▸ Extrait du texte
▬▬▬▬▬▬
Première et unique capitale provinciale conquise par la rébellion, Raqqa fait aujourd’hui l’objet d’une attention particulière. Pour la première fois depuis le début de la révolution, des actes sectaires significatifs à l’encontre des chrétiens et de leurs lieux de culte y ont été perpétrés. Ils ont délibérément été rendus publics par leurs auteurs, les combattants d‘Al-Dawla al-Islamiyya li-l-Irak wa-Bilad al-Sham (l’Etat islamique d’Irak et de Syrie, en bref ici l’Etat islamique).
Jusqu’alors, en dépit des accusations colportées par le régime et ses relais médiatiques, aucune information avérée ne permettait d’attester d’attaques ou d’agressions commises de manière délibérée à l’encontre de populations chrétiennes de Syrie. Comme les récents non-événements de Ma’aloula l’ont récemment rappelé, les seuls chrétiens pris pour cible sont ceux qui combattent la révolution les armes à la main et apportent leur soutien militaire au régime, au sein de forces supplétives telles que l’Armée de Défense nationale. En revanche, les développements dernièrement intervenus à Raqqa mettent en exergue une toute autre réalité. Bien que localisée, elle pourrait malheureusement se généraliser en raison de la montée en puissance de l’Etat islamique au nord et à l’est du pays, dans les gouvernorats de Deir al-Zor, Hassakeh, Raqqa, Alep et Idlib.
Raqqa, une entrée forcée dans la révolution
Ville moyenne du centre de la Syrie d’environ 200 000 habitants, Raqqa revêt une importance symbolique pour le régime syrien. Localité de la Jazîra, elle a été au centre de l’important « Projet de l’Euphrate » qui devait permettre à la Syrie ba’athiste de s’élever au rang de « nation socialiste indépendante » via la construction de trois barrages et la création de fermes d’Etat. L’arrivée de Bachar al-Assad au pouvoir, en l’an 2000, coïncide avec une marginalisation de la ville. Alors que la libéralisation du pays au nom d’une « économie sociale de marché » représente le nouveau credo du développement économique syrien, Raqqa et sa province restent très dépendantes du secteur agricole, ne parvenant pas à se développer au même rythme que Damas, Homs ou encore Alep. Au premier abord, Raqqa offre l’apparence d’une ville morne, sans réel dynamisme. Jadis vivace, avec une présence forte du Parti communiste en particulier, l’activité politique y est jugulée comme ailleurs en Syrie à l’heure où éclate la révolution. Elle se limite, comme on le voit lors des élections législatives, aux rapports clientélistes que le régime entretient avec les différentes tribus de la région.
▬▬▬▬▬▬
▸ Données affichées
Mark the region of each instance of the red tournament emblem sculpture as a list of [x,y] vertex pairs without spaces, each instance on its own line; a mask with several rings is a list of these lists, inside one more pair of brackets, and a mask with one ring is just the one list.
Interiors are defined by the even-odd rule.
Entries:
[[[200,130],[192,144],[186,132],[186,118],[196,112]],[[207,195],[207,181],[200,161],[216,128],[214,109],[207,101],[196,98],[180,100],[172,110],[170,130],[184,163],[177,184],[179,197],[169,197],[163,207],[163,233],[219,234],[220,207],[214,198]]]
▬▬▬▬▬▬
▸ Consigne 1
Recopiez fidèlement le passage de l'article sur Raqqa qui débute aux mots « Jusqu’alors, en dépit » et se termine après les mots « Alep et Idlib. ».
▸ Consigne 2
D'après l'article sur Raqqa, combien d'habitants compte approximativement cette ville ?
▸ Consigne 3
Poursuivez la rédaction de l'article consacré à Raqqa, à partir de sa dernière phrase.
La liste ne joue aucun rôle dans cet exercice.

▸ Réponse attendue 1
Jusqu’alors, en dépit des accusations colportées par le régime et ses relais médiatiques, aucune information avérée ne permettait d’attester d’attaques ou d’agressions commises de manière délibérée à l’encontre de populations chrétiennes de Syrie. Comme les récents non-événements de Ma’aloula l’ont récemment rappelé, les seuls chrétiens pris pour cible sont ceux qui combattent la révolution les armes à la main et apportent leur soutien militaire au régime, au sein de forces supplétives telles que l’Armée de Défense nationale. En revanche, les développements dernièrement intervenus à Raqqa mettent en exergue une toute autre réalité. Bien que localisée, elle pourrait malheureusement se généraliser en raison de la montée en puissance de l’Etat islamique au nord et à l’est du pays, dans les gouvernorats de Deir al-Zor, Hassakeh, Raqqa, Alep et Idlib.

▸ Réponse attendue 2
Environ 200 000 habitants.

▸ Réponse attendue 3
Depuis mars 2011, la contestation est restée extrêmement discrète à Raqqa. Les manifestations n’ont jamais réussi à rassembler des foules impressionnantes, comme cela a été le cas à Hama ou à Homs, et le nombre des victimes liées à la répression y est de ce fait relativement faible. C’est ce calme relatif qui suggère à Bachar al-Assad de s’y rendre, en novembre 2011, pour les célébrations de l’Aïd al-Adha, la fête du sacrifice qui clôt les cérémonies du pèlerinage. Il ne craint guère d’y être chahuté ou conspué.
Paradoxalement, cette tranquillité se retourne contre le régime. Sous-estimant le danger, il relâche son attention, facilitant la conquête de la ville par les rebelles. Le 2 mars 2013, Raqqa est prise d’assaut et tombe entre les mains de l’opposition armée au terme de quelques escarmouches, représentant l’une des victoires les plus importantes mais aussi les plus faciles de la rébellion. Elle a été le fait de plusieurs groupes, parmi lesquels une coalition d’unités affiliées à l’Armée syrienne libre (ASL) et de katibat islamistes indépendantes regroupées dans le Jabhat Tahrir al-Raqqa, Front de libération de Raqqa, créé quelques mois plus tôt en décembre 2012. Les principaux artisans de cette victoire sont toutefois le Harakat Ahrar al-Sham al-Islamiyya (Mouvement des Hommes libres de la Syrie islamique, en bref ici Mouvement des Hommes libres), un groupe djihadiste qui limite ses ambitions à la Syrie et ne prône pas un djihad global comme al-Qaïda, et le Jabhat al-Nusra (Front de Soutien), un groupe également djihadiste qui, lui, a prêté allégeance à l’organisation internationale. L’orientation islamiste indéniable de la plupart des protagonistes rend l’accueil de la population aux « libérateurs » plus que réservé.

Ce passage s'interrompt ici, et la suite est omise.